# GONetwork bottom fishing 5/3 Savannah



## Toffy (Apr 14, 2009)

I have called all of you just to begin coordination for our trip with Captain Steve Amick Sunday May 3.

Captain Steve's mooring is as close to Savannah as you can get and still be on Tybee Island.

He likes to leave promptly at 7:00 AM.

We are responsible for our own food and drink on the boat, and we need to share cooler space to get our vittles into two coolers, according to his wife Sophie.

I would like to use this thread for us to sort of introduce ourselves and get ready for the trip.

I have checked into accommodations on Tybee and in Savannah. On the island, if you mention that you are fishing with Capt Steve, the rates improve a bit.

For other business reasons, I will be staying in Savannah itself.

Mr. Slade is taking his wife and they are staying in old Savannah visiting friends.

I understand Fred Wammock and his crew may be camping out.

Three hotels on Tybee are
Dunnes 912-786-4591 (139.95 in back building)
Ocean Plaza 912-786-7664 ($119 pool view)
Howard Johnson 912-786-0700 didn't answer when I called.

If there is interest, it might be good if some of us could get together Saturday evening for dinner.

Chime in all and I look forward to seeing you all in Savannah soon.


----------



## Randy (Apr 14, 2009)

COMPLETE THE FOLLOWING.
• a. Name each hotel on Tybee listed in the fishing-trip thread, along with its phone number.
• b. Take the fishing-trip thread further, picking up after its last line.
The rows that come next are separate material and have no connection to the fishing-trip thread.

ITEMS.

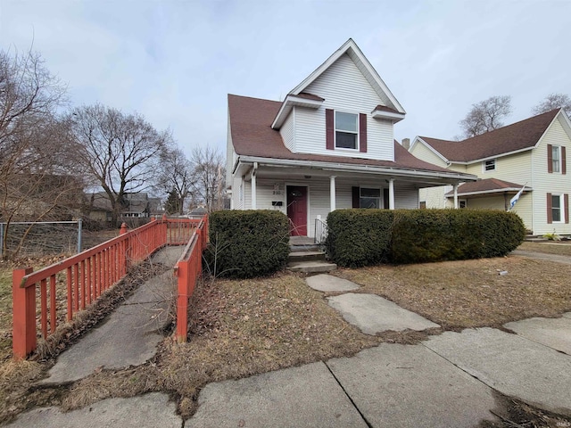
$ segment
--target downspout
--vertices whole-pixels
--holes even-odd
[[[256,171],[258,170],[258,162],[253,162],[250,177],[252,177],[252,210],[257,210],[256,203]]]

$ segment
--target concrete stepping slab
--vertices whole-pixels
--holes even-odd
[[[360,288],[355,283],[327,274],[310,276],[305,281],[310,287],[319,292],[351,292]]]
[[[366,334],[393,330],[423,331],[440,327],[439,325],[401,308],[396,303],[377,294],[348,292],[328,297],[329,306],[337,309],[345,321],[358,327]]]
[[[571,318],[529,318],[504,324],[520,336],[571,355]]]
[[[571,416],[571,357],[493,328],[446,332],[423,344],[500,392]]]
[[[98,428],[140,428],[161,426],[180,428],[182,419],[176,415],[177,406],[161,392],[131,399],[107,399],[91,406],[62,413],[58,407],[35,408],[23,413],[6,425],[11,428],[63,428],[96,426]]]
[[[495,420],[491,388],[422,345],[383,343],[327,361],[373,427],[474,427]]]
[[[362,427],[367,424],[324,363],[209,383],[186,428]]]

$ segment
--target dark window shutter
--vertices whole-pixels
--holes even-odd
[[[359,113],[359,151],[367,152],[367,115]]]
[[[383,189],[383,204],[385,209],[389,209],[389,189]]]
[[[352,187],[353,208],[360,208],[360,188]]]
[[[334,125],[334,111],[331,109],[325,109],[325,129],[326,129],[326,148],[327,150],[335,149],[335,125]]]

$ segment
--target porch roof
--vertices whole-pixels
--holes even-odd
[[[289,160],[294,161],[323,162],[356,168],[379,167],[426,173],[438,173],[463,181],[472,181],[476,176],[452,172],[449,169],[421,160],[410,154],[396,141],[394,161],[377,160],[366,158],[350,158],[310,153],[294,153],[286,147],[279,131],[272,129],[271,124],[280,109],[281,103],[228,95],[228,114],[234,150],[238,156],[265,158],[269,160]],[[414,175],[414,174],[413,174]]]
[[[464,183],[458,187],[459,196],[476,196],[490,193],[503,193],[505,192],[519,192],[524,187],[517,183],[500,180],[498,178],[485,178],[473,183]],[[525,186],[524,191],[530,191],[531,187]],[[446,193],[447,198],[454,197],[454,191]]]

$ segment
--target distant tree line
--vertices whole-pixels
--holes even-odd
[[[0,223],[70,219],[100,188],[114,224],[125,195],[150,192],[182,214],[222,207],[222,155],[196,146],[187,158],[169,130],[141,114],[95,103],[70,106],[41,55],[0,50]],[[4,240],[5,243],[6,240]],[[0,256],[5,254],[0,249]]]

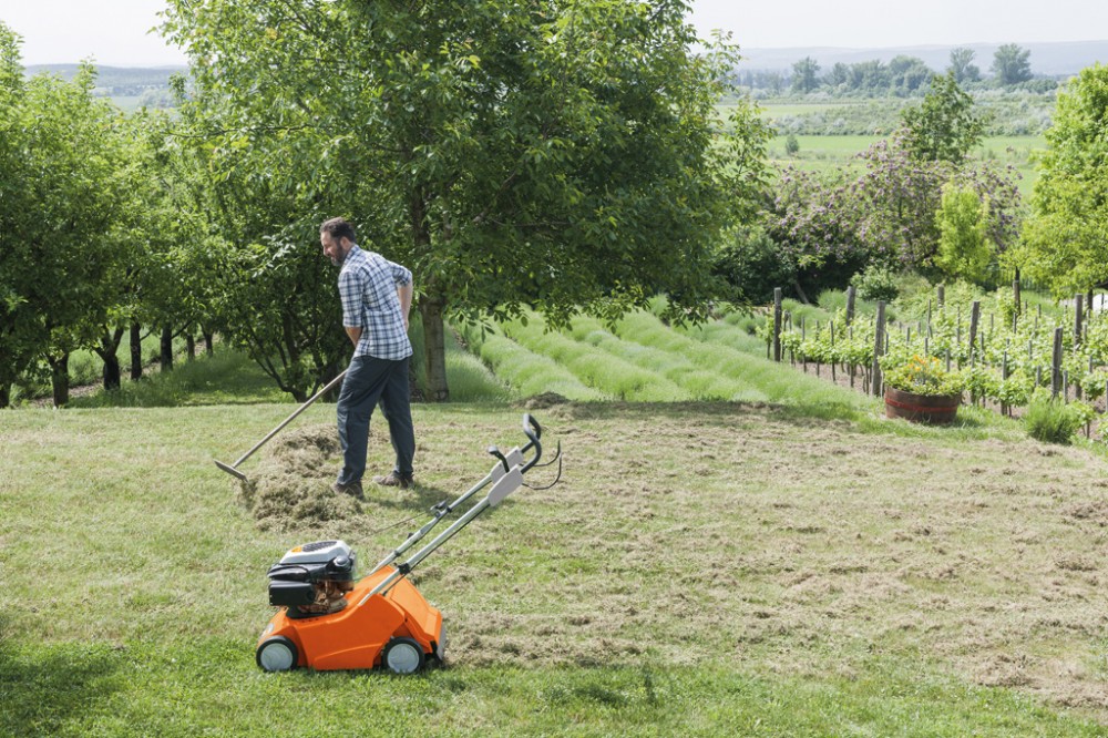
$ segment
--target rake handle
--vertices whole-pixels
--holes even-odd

EXPECTED OUTPUTS.
• a.
Dunnes, 912-786-4591
Ocean Plaza, 912-786-7664
Howard Johnson, 912-786-0700

• b.
I think you are just trying to rub it in the face of those that are not getting to go.


----------



## Toffy (Apr 14, 2009)

*shuuush*

you know I shouldn't do that   *WEG*


----------



## shortround1 (Apr 14, 2009)

Networker said:


> I have called all of you just to begin coordination for our trip with Captain Steve Amick Sunday May 3.
> 
> Captain Steve's mooring is as close to Savannah as you can get and still be on Tybee Island.
> 
> ...


i pm u but i booked a room at the royal palms, $82.99 for sat. $56.99 for sunday, she still has rooms. pm me if you need their number. 47 said it was clean and he is staying their, we may hook up saturday for some pier fishing.


----------



## archer47 (Apr 15, 2009)

My nephew and I will be down Saturday to do some pier fishing or where ever they are biting. we are staying at the Royal Palms Motel.I stayed there a couple years ago nothing fancy but clean,reasonably priced. probably wouldnt want to take the wife if I was trying to score some points but for a fishing getaway its fine. getting together for dinner some place is fine as long as we are not still fishing.(have to have your priorities you know) any way looking forward to meeting yall and catching a few fish.


----------



## huntnnut (Apr 15, 2009)

Like Steve mentioned Marianne and I along with her daughter will be down on Saturday and I hope to hook up with Sentry Sam to do some in-shore fishing South of Savannah that afternoon while the ladies tour around the Historic District there in Savannah.  The ladies needed to be within walking distance of everything so we're staying in the district.  With so much going on in such a short period of time I doubt we'll be able to make dinner but I do intend to make the launch and hopefully catch a fish or two with you fellows soon.


----------



## Toffy (Apr 16, 2009)

*Ok — dinner is the deal...  Coolers is next.*

Seems as if we all have our lodging worked out.

As for dinner, someone pick a spot for say... 7:30?

Those how can, will be here, those who cant wont, no big deal either way.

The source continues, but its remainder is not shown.